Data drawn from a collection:
================

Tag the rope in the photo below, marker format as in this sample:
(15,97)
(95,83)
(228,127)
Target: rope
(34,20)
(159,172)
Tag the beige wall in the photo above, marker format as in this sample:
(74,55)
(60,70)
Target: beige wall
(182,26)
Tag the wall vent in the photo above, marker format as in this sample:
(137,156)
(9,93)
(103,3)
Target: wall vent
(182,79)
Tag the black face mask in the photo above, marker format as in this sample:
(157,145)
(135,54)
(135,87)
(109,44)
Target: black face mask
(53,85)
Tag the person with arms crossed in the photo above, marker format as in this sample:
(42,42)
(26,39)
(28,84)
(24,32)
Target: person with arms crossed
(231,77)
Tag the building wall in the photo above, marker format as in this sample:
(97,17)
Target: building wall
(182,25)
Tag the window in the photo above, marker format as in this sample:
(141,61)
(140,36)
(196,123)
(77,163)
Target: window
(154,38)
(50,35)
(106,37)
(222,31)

================

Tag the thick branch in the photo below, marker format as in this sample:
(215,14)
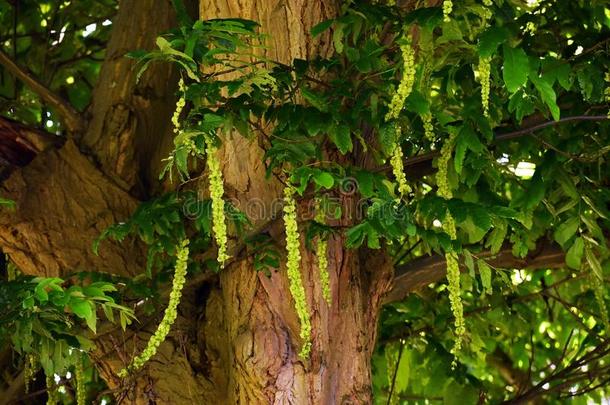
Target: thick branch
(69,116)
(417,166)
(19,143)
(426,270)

================

■ **WORK INSTRUCTIONS**: Find every line in the records that contains the string "mask" and copy each one in full. Treat uppercase and lowercase as different.

■ **FINAL RESULT**:
Tag the black face mask in the photo above, marker format as in this sample:
Target: black face mask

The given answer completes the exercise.